JOB = Copy out the data below, putting "baseball bat" wherever "wooden bat" appears and leaving everything else untouched.

INPUT =
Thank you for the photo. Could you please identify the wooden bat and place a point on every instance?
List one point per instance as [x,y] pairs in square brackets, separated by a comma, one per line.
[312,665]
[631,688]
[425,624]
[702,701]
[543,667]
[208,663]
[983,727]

ANSWER TO THE TASK =
Thank you for the photo. Could you please identify the baseball bat and place a point on every instance?
List one point per instance as [x,y] pairs in square brackets, separated by a comma, one per line.
[312,665]
[631,688]
[425,624]
[702,701]
[543,667]
[208,663]
[983,727]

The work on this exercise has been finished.